AIM OF THE TASK: Retype all of the records below word for word, leaving out the pictures.

DATASET RECORDS:

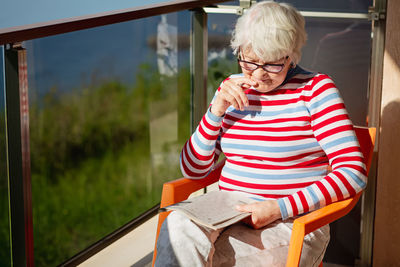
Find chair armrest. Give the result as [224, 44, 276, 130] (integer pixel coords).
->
[160, 160, 225, 208]
[286, 192, 362, 267]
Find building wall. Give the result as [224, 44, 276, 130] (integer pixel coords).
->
[373, 0, 400, 267]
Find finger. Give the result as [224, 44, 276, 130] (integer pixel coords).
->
[236, 77, 258, 89]
[226, 86, 248, 110]
[226, 89, 244, 110]
[231, 81, 251, 110]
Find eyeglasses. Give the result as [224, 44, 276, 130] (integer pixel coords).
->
[237, 51, 289, 73]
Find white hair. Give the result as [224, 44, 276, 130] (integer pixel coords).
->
[231, 1, 307, 64]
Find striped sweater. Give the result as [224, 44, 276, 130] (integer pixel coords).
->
[180, 66, 366, 219]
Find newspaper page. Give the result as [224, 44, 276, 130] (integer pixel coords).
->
[160, 191, 254, 229]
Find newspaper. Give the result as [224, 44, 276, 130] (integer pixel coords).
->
[161, 191, 254, 229]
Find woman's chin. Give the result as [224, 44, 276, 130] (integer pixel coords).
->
[254, 86, 275, 93]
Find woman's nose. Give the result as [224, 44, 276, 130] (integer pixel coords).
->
[253, 68, 269, 79]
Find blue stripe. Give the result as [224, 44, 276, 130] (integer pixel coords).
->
[306, 186, 320, 209]
[207, 108, 224, 123]
[321, 135, 357, 150]
[278, 198, 289, 220]
[221, 142, 319, 152]
[223, 165, 326, 180]
[193, 132, 215, 151]
[341, 168, 367, 189]
[227, 105, 308, 117]
[310, 92, 341, 110]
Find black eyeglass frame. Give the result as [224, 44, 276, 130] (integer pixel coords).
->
[237, 50, 289, 74]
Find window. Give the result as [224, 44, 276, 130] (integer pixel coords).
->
[27, 11, 190, 266]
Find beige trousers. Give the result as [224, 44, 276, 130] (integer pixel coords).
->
[155, 212, 329, 267]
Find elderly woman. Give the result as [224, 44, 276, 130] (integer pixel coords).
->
[156, 2, 366, 266]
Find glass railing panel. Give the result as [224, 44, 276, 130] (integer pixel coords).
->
[208, 14, 371, 125]
[300, 18, 371, 126]
[0, 46, 11, 266]
[208, 9, 371, 265]
[26, 11, 190, 266]
[207, 14, 241, 103]
[277, 0, 373, 13]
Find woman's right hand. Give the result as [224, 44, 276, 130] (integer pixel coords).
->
[211, 77, 257, 117]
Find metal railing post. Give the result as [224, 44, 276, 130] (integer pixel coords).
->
[4, 44, 34, 266]
[190, 9, 208, 132]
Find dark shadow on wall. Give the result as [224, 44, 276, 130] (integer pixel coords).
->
[312, 22, 371, 126]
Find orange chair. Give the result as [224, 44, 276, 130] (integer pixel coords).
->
[153, 127, 376, 267]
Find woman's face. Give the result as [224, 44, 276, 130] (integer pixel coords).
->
[241, 49, 291, 93]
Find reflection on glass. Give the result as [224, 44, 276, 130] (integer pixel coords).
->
[27, 11, 190, 266]
[0, 46, 11, 266]
[300, 19, 371, 125]
[208, 14, 371, 125]
[208, 9, 371, 265]
[277, 0, 372, 13]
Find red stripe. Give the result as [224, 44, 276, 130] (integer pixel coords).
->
[182, 146, 213, 171]
[220, 175, 314, 190]
[288, 195, 299, 219]
[187, 138, 214, 161]
[222, 121, 311, 133]
[312, 114, 350, 131]
[297, 191, 310, 213]
[315, 125, 353, 142]
[201, 116, 220, 132]
[335, 164, 366, 175]
[305, 82, 336, 102]
[199, 125, 218, 141]
[224, 150, 323, 162]
[332, 171, 356, 200]
[221, 133, 311, 141]
[219, 186, 289, 198]
[249, 98, 302, 107]
[311, 103, 345, 121]
[227, 158, 328, 170]
[225, 113, 310, 125]
[327, 146, 361, 161]
[325, 176, 343, 199]
[315, 181, 332, 205]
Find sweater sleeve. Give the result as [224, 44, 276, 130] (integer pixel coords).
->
[278, 74, 367, 219]
[180, 91, 223, 179]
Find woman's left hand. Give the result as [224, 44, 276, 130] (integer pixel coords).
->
[236, 200, 281, 229]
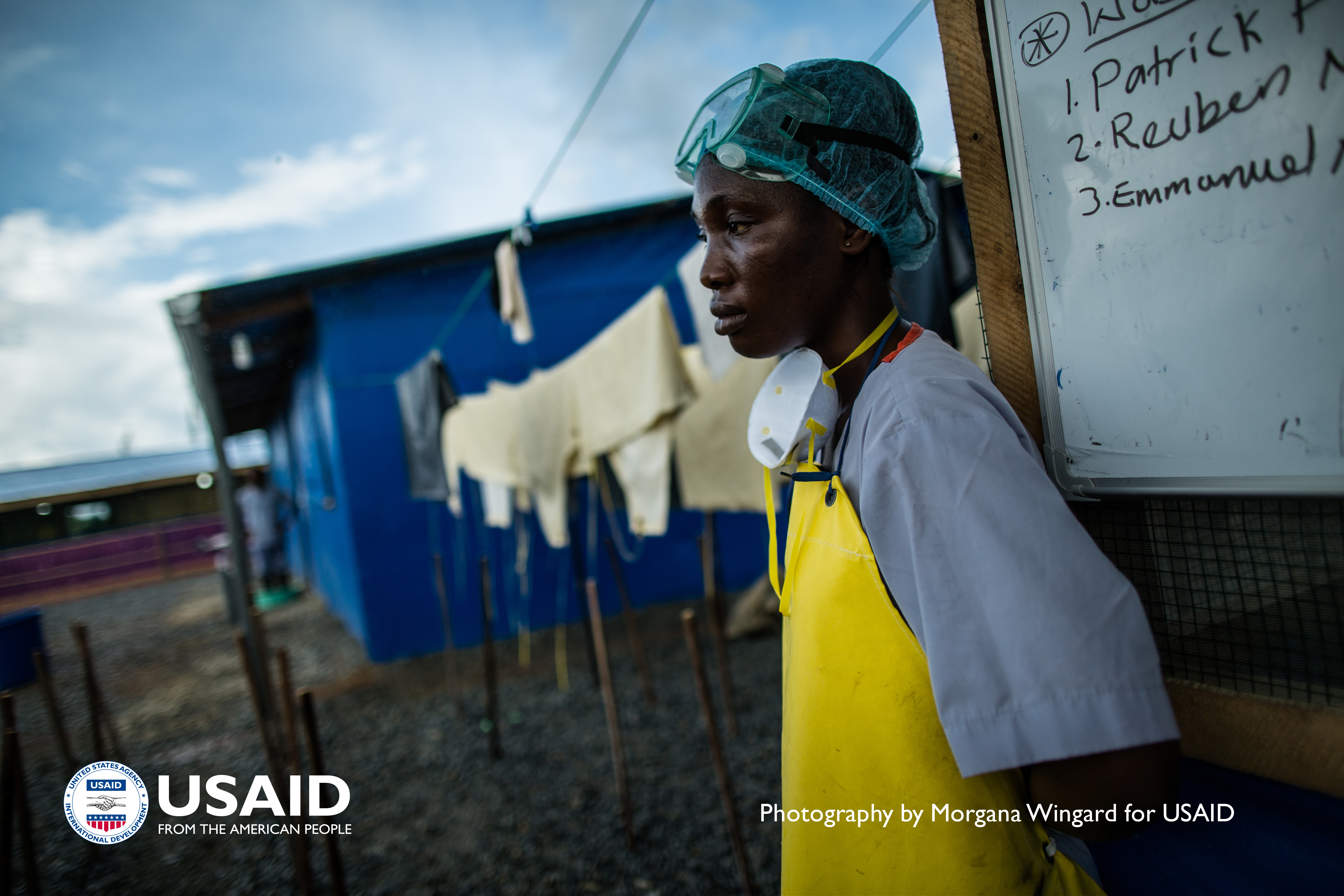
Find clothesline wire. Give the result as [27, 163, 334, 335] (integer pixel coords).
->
[527, 0, 653, 212]
[868, 0, 929, 66]
[332, 265, 495, 388]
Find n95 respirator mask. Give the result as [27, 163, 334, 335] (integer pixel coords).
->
[747, 348, 840, 467]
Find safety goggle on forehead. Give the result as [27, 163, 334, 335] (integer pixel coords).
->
[675, 63, 910, 183]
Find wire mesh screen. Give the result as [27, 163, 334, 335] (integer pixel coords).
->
[1070, 501, 1344, 707]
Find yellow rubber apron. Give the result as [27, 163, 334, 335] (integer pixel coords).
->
[766, 322, 1102, 896]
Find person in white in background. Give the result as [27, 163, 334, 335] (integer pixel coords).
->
[234, 470, 289, 590]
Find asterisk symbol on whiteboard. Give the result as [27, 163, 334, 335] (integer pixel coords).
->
[1026, 16, 1059, 63]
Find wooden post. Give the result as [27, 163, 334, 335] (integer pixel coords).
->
[700, 526, 738, 738]
[681, 610, 755, 896]
[243, 607, 285, 767]
[234, 637, 304, 888]
[606, 539, 658, 707]
[481, 553, 504, 759]
[933, 0, 1043, 445]
[570, 540, 601, 688]
[32, 649, 79, 778]
[0, 692, 42, 893]
[153, 523, 172, 582]
[434, 548, 466, 720]
[234, 630, 281, 780]
[276, 648, 313, 896]
[585, 576, 634, 850]
[4, 728, 42, 896]
[298, 688, 345, 896]
[70, 622, 126, 762]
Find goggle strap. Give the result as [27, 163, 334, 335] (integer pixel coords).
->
[780, 116, 911, 184]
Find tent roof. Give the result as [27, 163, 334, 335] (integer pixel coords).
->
[168, 196, 691, 435]
[0, 435, 270, 512]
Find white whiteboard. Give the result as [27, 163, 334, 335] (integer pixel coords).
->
[987, 0, 1344, 496]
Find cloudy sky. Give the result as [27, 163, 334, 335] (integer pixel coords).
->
[0, 0, 957, 467]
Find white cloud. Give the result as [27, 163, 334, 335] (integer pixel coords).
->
[0, 136, 425, 305]
[136, 165, 196, 188]
[0, 137, 425, 465]
[0, 44, 60, 85]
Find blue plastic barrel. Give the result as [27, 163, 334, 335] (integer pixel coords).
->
[0, 607, 42, 690]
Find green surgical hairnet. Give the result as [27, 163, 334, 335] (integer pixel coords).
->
[785, 59, 938, 270]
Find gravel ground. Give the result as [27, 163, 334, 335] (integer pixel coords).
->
[5, 576, 780, 896]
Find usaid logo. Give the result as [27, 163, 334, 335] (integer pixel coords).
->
[64, 762, 149, 844]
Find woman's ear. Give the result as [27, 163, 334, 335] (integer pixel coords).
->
[840, 222, 872, 255]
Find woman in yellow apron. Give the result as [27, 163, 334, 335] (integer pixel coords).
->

SOLUTION TO THIS PROBLEM:
Find chair armrest. Give the result as [224, 44, 276, 130] (integer pixel coords).
->
[160, 160, 225, 208]
[286, 192, 362, 267]
Find building wall. Give the result as [224, 44, 276, 130] (integer pixel coords).
->
[373, 0, 400, 267]
Find finger. Give the result as [224, 44, 276, 130] (integer pixel coords).
->
[236, 77, 258, 89]
[226, 86, 248, 110]
[226, 89, 244, 110]
[231, 81, 251, 110]
Find eyeglasses. Give the result as [224, 44, 276, 130] (integer pixel coords).
->
[237, 51, 289, 73]
Find white hair. Give the result as [224, 44, 276, 130] (integer pixel coords).
->
[231, 1, 307, 64]
Find striped sweater. Give the result as [224, 44, 276, 130] (integer pixel coords).
->
[180, 66, 366, 219]
Find newspaper page. Give the result as [224, 44, 276, 130] (integer pixel coords).
->
[160, 191, 254, 229]
Find newspaper. Give the result as [224, 44, 276, 130] (integer pixel coords).
->
[161, 191, 254, 229]
Find woman's chin. Give the result as [224, 44, 276, 130] (integer pixel coords).
->
[254, 86, 275, 93]
Find woman's nose. Give the result as [224, 44, 276, 130] (integer pixel coords).
->
[253, 68, 269, 79]
Find blue stripe. Give the result as [224, 44, 276, 130] (integer pixel coords).
->
[306, 186, 320, 209]
[207, 108, 224, 123]
[321, 135, 357, 150]
[278, 198, 289, 220]
[221, 142, 319, 152]
[223, 165, 326, 180]
[193, 132, 215, 151]
[341, 168, 367, 189]
[227, 105, 308, 117]
[310, 92, 341, 110]
Find black eyeglass frame. Give the result as [224, 44, 276, 130] (integer pixel coords).
->
[237, 50, 289, 74]
Find window. Give the result as [224, 44, 276, 130] (integer pixel coords).
->
[27, 11, 190, 266]
Find beige trousers. Give the result as [224, 44, 276, 130] (integer pixel coords).
->
[155, 212, 329, 267]
Find elderly woman. Give the result as [224, 44, 276, 130] (integer pixel coords).
->
[156, 2, 366, 266]
Find glass railing panel. Give the result as [224, 44, 276, 130] (integer pixel coords).
->
[208, 14, 371, 125]
[300, 18, 371, 126]
[0, 46, 11, 266]
[208, 9, 371, 265]
[26, 11, 190, 266]
[207, 14, 241, 103]
[277, 0, 373, 13]
Find woman's right hand. Give the result as [224, 44, 276, 130] (integer pixel coords).
->
[211, 77, 257, 117]
Find metal railing post. Give the result as [224, 44, 276, 130] (integer pixel coords).
->
[4, 44, 34, 266]
[190, 9, 208, 132]
Find dark shadow on wall. Give the result as [224, 44, 276, 130] (integer pixel coords).
->
[312, 22, 371, 126]
Find orange chair. Give the result as [224, 44, 276, 130] (integer pixel coords).
->
[153, 127, 376, 267]
Find woman's face. Give the result as [224, 44, 276, 130] (integer pixel coords).
->
[241, 49, 291, 93]
Find reflection on glass. Give the result as [224, 44, 276, 130] (integer pixel coords).
->
[27, 11, 190, 266]
[0, 46, 11, 266]
[300, 19, 371, 125]
[208, 14, 371, 125]
[208, 9, 371, 265]
[277, 0, 372, 13]
Find red stripe. Give the result as [224, 44, 276, 130] (integer pixel coords).
->
[182, 146, 213, 171]
[220, 175, 314, 190]
[288, 195, 299, 219]
[187, 138, 214, 161]
[222, 121, 311, 133]
[312, 114, 350, 131]
[297, 191, 310, 213]
[315, 125, 353, 142]
[201, 116, 220, 132]
[335, 164, 366, 175]
[305, 82, 336, 102]
[199, 125, 218, 141]
[224, 150, 323, 162]
[332, 171, 356, 200]
[221, 133, 311, 141]
[219, 186, 289, 198]
[249, 98, 302, 107]
[311, 103, 345, 121]
[227, 158, 328, 170]
[225, 113, 310, 125]
[327, 146, 361, 161]
[325, 176, 343, 199]
[315, 181, 332, 205]
Find sweater sleeve. Give the result as [224, 44, 276, 130] (integer pixel coords).
->
[278, 74, 367, 219]
[180, 91, 223, 179]
Find woman's left hand. Give the result as [224, 44, 276, 130] (integer pixel coords).
->
[236, 200, 281, 229]
Find clothesline wire. Give the result as [27, 163, 334, 335] (integer pixel coords).
->
[527, 0, 653, 212]
[868, 0, 929, 66]
[332, 265, 495, 388]
Find n95 respirator mask. Give the result as [27, 163, 334, 335] (integer pixel coords).
->
[747, 348, 840, 467]
Find safety goggle on forehead. Give the result as [27, 163, 334, 335] (integer pixel coords).
->
[675, 63, 910, 183]
Find wire mesh screen. Give the result as [27, 163, 334, 335] (integer pixel coords).
->
[1070, 501, 1344, 707]
Find yellow rubber apron. Give the result as [27, 163, 334, 335] (integer pixel coords).
->
[766, 322, 1102, 896]
Find person in white in background. Give the result as [27, 163, 334, 335] (integer pixel coords).
->
[234, 470, 289, 590]
Find asterisk symbol on whiteboard. Give the result as [27, 163, 334, 335] (integer pixel coords).
->
[1026, 16, 1059, 63]
Find wooden post. Give the result as [27, 163, 334, 335] (integer pixel coords).
->
[700, 526, 738, 738]
[681, 610, 755, 896]
[243, 607, 285, 767]
[234, 637, 304, 888]
[606, 539, 658, 707]
[481, 553, 504, 759]
[933, 0, 1043, 445]
[570, 540, 601, 688]
[32, 649, 79, 778]
[0, 692, 42, 893]
[153, 523, 172, 582]
[434, 548, 466, 720]
[234, 630, 281, 780]
[276, 648, 313, 896]
[585, 576, 634, 850]
[4, 728, 42, 896]
[298, 688, 345, 896]
[70, 622, 126, 762]
Find goggle strap. Give the result as [27, 163, 334, 335] (integer pixel coords).
->
[780, 116, 911, 184]
Find tent roof. Give the result as [27, 163, 334, 335] (integer pixel coords).
->
[168, 196, 691, 435]
[0, 435, 270, 512]
Find white whiteboard. Give the result as [27, 163, 334, 335] (integer pixel coords).
->
[987, 0, 1344, 496]
Find cloudy sky. Give the result as [27, 163, 334, 335] (integer pixel coords).
->
[0, 0, 957, 467]
Find white cloud. Give the result as [27, 163, 334, 335] (integer pixel coords).
->
[0, 136, 425, 305]
[136, 165, 196, 188]
[0, 137, 425, 465]
[0, 44, 60, 85]
Find blue plastic barrel. Give the result as [27, 163, 334, 335] (integer pixel coords).
->
[0, 607, 42, 690]
Find green surgical hairnet. Give the result as [27, 163, 334, 335] (integer pixel coords).
->
[785, 59, 938, 270]
Find gravel ground. Give the result as [27, 163, 334, 335] (integer pixel coords).
->
[5, 576, 780, 896]
Find usaid logo. Give the result as [27, 163, 334, 335] (integer pixel coords).
->
[64, 762, 149, 844]
Find woman's ear. Give the result as [27, 163, 334, 335] (integer pixel coords).
->
[840, 222, 872, 255]
Find woman in yellow apron. Give the result as [27, 163, 334, 335] (integer pixel coords).
->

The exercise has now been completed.